■ GIVEN TASK: Output every line of the entries from the line containing "# point at: man's gray jacket" through the last, exactly, with no other content.

..............................

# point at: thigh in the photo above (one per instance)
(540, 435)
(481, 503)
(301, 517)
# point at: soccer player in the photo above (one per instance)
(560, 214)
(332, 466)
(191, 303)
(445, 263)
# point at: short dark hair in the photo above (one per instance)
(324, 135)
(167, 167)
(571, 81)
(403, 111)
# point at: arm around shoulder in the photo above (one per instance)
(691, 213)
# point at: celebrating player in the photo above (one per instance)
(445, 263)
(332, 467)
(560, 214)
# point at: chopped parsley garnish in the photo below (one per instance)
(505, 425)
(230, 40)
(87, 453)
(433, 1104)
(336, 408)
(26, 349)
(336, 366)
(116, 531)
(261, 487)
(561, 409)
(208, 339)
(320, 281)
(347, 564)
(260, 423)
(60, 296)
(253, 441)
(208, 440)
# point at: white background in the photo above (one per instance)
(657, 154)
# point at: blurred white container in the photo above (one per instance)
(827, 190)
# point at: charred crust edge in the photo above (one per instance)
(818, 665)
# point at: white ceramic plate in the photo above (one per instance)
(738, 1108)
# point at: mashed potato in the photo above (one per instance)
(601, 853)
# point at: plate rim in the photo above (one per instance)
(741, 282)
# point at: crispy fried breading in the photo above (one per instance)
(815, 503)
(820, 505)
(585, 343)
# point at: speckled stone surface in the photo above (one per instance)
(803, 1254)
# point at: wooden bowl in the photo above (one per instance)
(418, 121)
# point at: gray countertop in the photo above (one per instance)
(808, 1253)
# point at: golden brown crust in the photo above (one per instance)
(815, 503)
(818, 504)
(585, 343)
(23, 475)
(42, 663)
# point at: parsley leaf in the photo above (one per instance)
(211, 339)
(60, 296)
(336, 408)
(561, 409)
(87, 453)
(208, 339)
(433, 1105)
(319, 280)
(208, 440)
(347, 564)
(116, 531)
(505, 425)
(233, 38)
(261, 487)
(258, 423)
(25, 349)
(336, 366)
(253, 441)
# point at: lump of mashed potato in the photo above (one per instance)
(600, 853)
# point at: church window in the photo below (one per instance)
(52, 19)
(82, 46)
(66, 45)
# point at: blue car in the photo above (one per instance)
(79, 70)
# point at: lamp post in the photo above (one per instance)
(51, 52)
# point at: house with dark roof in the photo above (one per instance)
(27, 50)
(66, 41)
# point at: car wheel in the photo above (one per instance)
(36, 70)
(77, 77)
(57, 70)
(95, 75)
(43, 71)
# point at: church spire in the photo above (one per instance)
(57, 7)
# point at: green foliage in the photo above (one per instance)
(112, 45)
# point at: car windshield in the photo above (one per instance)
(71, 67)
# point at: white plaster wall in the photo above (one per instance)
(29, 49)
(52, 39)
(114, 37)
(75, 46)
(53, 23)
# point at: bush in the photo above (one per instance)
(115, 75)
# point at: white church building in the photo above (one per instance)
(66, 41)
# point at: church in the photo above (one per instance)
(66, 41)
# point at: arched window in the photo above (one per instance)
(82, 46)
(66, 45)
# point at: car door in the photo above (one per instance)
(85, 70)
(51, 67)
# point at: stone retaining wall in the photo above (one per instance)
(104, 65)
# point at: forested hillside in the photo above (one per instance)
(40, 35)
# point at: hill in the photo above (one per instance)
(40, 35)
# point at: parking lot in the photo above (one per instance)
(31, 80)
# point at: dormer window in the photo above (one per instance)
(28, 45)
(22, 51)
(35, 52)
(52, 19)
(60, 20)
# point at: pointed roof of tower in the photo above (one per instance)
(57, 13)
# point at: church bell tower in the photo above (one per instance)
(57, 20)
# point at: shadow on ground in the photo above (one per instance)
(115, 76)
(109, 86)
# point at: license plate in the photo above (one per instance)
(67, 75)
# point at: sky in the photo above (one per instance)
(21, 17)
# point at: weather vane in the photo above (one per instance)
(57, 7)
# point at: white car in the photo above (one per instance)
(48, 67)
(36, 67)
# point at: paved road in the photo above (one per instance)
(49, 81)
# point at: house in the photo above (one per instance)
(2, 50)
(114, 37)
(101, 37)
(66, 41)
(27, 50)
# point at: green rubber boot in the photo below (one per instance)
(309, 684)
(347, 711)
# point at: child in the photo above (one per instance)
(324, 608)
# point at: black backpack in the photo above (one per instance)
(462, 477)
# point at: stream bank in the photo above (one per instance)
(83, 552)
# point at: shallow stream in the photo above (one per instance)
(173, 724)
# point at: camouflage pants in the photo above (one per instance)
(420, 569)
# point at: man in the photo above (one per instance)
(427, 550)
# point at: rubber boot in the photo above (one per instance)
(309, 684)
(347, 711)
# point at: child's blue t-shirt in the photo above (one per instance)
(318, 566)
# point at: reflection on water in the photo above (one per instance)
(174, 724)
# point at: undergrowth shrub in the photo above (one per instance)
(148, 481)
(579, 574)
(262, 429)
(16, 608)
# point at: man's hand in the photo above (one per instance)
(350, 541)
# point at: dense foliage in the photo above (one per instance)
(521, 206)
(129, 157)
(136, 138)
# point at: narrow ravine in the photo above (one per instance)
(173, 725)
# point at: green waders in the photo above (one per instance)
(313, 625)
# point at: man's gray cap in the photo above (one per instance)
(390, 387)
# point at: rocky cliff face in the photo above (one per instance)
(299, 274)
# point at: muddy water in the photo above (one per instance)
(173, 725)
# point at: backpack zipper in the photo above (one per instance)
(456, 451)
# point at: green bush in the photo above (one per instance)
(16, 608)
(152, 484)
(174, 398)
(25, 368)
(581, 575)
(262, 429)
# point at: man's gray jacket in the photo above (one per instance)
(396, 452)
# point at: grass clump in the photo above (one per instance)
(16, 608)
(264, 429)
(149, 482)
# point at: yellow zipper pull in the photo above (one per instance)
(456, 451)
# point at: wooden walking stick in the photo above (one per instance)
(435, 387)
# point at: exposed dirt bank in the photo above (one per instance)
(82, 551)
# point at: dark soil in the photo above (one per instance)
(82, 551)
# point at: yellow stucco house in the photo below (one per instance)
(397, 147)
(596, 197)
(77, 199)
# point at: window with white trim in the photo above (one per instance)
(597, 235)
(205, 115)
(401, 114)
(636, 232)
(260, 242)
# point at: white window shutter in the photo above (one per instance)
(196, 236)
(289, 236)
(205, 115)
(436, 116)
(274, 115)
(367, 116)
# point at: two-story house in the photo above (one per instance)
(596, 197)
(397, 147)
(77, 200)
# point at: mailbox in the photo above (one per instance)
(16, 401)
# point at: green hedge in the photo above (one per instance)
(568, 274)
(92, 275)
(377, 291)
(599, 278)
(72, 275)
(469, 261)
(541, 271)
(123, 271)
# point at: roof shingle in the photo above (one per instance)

..............................

■ ANSWER:
# point at: man's gray jacket in the photo above (one per instance)
(396, 452)
# point at: grass clump in the photo above (one per instance)
(16, 608)
(264, 429)
(149, 482)
# point at: yellow zipper pull in the photo above (one per instance)
(456, 451)
# point at: wooden walking stick in the photo above (one per instance)
(435, 387)
# point at: exposed dirt bank in the photo above (one per instance)
(82, 551)
# point at: dark soil in the photo above (one per instance)
(82, 551)
# point at: yellow stucco house in the photo below (one per instance)
(397, 147)
(596, 197)
(77, 199)
# point at: window with white trim in the photo above (one per instance)
(597, 235)
(205, 115)
(401, 114)
(636, 232)
(260, 242)
# point at: white window shutter in the photo above (one per instance)
(196, 236)
(289, 236)
(205, 115)
(436, 116)
(274, 115)
(367, 116)
# point at: two-story house in the photo above (one per instance)
(596, 197)
(397, 147)
(77, 200)
# point at: mailbox in the photo above (one per instance)
(16, 401)
# point at: green hedge in the photo above (one per instance)
(568, 274)
(92, 275)
(377, 291)
(599, 278)
(72, 275)
(469, 261)
(541, 271)
(123, 271)
# point at: roof shingle in the photo above (one per instance)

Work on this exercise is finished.